Task statement: Copy the records below exactly as they appear.

Data for analysis:
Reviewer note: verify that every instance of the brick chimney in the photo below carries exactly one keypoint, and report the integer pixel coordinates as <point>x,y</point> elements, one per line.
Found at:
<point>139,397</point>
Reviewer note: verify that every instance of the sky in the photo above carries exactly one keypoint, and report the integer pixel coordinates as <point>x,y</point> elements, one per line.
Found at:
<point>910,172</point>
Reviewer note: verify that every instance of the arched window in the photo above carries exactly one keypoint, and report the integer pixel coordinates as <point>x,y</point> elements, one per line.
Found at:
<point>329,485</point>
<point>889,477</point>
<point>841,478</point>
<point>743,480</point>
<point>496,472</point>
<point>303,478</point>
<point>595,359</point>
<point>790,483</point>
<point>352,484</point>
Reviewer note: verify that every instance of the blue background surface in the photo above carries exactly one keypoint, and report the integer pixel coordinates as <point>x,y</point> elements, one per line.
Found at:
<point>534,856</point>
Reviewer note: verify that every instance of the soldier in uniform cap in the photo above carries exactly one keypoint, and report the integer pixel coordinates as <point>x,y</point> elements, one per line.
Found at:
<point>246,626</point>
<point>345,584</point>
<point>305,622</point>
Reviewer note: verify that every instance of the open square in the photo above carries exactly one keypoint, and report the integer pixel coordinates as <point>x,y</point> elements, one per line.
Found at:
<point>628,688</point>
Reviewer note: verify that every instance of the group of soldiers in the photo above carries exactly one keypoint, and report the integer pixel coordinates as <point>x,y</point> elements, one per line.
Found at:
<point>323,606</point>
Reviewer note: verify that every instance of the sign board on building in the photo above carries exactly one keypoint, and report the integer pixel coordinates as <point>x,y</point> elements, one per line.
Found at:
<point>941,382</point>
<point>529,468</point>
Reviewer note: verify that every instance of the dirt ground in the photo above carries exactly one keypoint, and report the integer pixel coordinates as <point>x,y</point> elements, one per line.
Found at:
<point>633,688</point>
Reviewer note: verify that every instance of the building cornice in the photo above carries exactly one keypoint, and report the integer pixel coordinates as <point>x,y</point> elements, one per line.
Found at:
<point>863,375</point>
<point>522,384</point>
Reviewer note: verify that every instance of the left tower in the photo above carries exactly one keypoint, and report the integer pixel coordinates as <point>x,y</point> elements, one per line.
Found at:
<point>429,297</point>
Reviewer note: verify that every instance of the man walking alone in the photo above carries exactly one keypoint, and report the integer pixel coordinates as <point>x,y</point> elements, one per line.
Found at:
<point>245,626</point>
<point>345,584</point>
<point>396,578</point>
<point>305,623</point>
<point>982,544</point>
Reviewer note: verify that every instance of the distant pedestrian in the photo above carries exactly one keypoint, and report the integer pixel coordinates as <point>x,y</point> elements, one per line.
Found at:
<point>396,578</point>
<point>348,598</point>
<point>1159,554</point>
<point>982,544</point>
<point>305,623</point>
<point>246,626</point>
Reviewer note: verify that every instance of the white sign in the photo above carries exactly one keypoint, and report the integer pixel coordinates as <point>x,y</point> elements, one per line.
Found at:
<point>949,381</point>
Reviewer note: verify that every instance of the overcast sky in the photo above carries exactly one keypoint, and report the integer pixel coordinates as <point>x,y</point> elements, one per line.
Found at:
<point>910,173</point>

Expected answer:
Reviewer note: verify that every instance of the brick chimney in the photo below carries exactly one keypoint, and report the integer pixel coordinates as <point>x,y</point> elements, one per line.
Found at:
<point>139,397</point>
Reviewer note: verify that every instance of the sky in the photo above carries exactly one keypoint, and report the integer pixel coordinates as <point>x,y</point> elements, one per line.
Found at:
<point>910,172</point>
Reviewer note: verify that every instance of the arched window in the photo above carries exactly one keypoint, and report the integer pixel coordinates as <point>x,y</point> elements, one per line.
Found at:
<point>329,485</point>
<point>889,477</point>
<point>841,478</point>
<point>743,480</point>
<point>496,472</point>
<point>303,478</point>
<point>595,359</point>
<point>790,483</point>
<point>352,484</point>
Reviewer note: verify that every instance of the blue background surface in the photo above carries exactly one keypoint, and report the integer pixel coordinates as <point>x,y</point> elements, one per line.
Found at:
<point>534,856</point>
Reviewer note: verify that every instance of the soldier in uniform cap in the photo above carries exactly one keypoint, and report the integer pixel coordinates as <point>x,y</point> elements, one per line.
Found at:
<point>246,626</point>
<point>345,584</point>
<point>305,622</point>
Reviewer note: verify that every instance of the open square in the photo above carries exactly one keypoint, and report the integer pixel coordinates as <point>x,y</point> elements, one per line.
Found at:
<point>628,688</point>
Reviewer note: verify that every instance of the group of soldiers in the photo above carries exactly one keypoint, and report the integer pixel coordinates as <point>x,y</point> elements, one per line.
Found at:
<point>323,606</point>
Reviewer note: verify that every instance of the sign board on building in the photo above carries exactly one keypoint, and report the integer pixel coordinates as <point>x,y</point> elements, one per line.
Found at:
<point>941,382</point>
<point>529,468</point>
Reviewer note: verify that every instance of the dirt ground in the photo above carries exactly one keypoint, and report the integer pixel coordinates as <point>x,y</point> elements, one per line.
Found at:
<point>633,688</point>
Reviewer note: verify that every instance of the building cornice in the photo above carries exactly one keypoint, and report the integer pixel coordinates as <point>x,y</point> elements, one per line.
Found at:
<point>863,375</point>
<point>522,384</point>
Reviewer note: verify that every instance of the left tower in the photo above carries exactly one keypoint, and report the integer pixel coordinates as <point>x,y</point> elements, one per line.
Found at:
<point>429,297</point>
Reviewer note: verify that every instance of the man walking alone in the photo above carries exactly one keypoint, and report the integer pixel coordinates as <point>x,y</point> elements, one per line.
Found at:
<point>245,626</point>
<point>345,584</point>
<point>396,578</point>
<point>305,623</point>
<point>982,544</point>
Reviewer note: verify that every instance of the distant pedestrian in the photo above carries exactly one keypoint, and report the integer pixel coordinates as <point>x,y</point> elements, one per line.
Found at:
<point>396,578</point>
<point>348,598</point>
<point>1159,554</point>
<point>982,544</point>
<point>305,623</point>
<point>246,626</point>
Reviewer note: verify that every instance of the white sign in the photo above carries exactly one keypoint, and report the integer pixel coordinates as <point>x,y</point> elements, one per line.
Found at:
<point>949,381</point>
Reviewer note: verify that every instance of the overcast sky in the photo above carries exactly one keypoint, and report the integer pixel coordinates as <point>x,y</point> elements, one per line.
Found at:
<point>910,173</point>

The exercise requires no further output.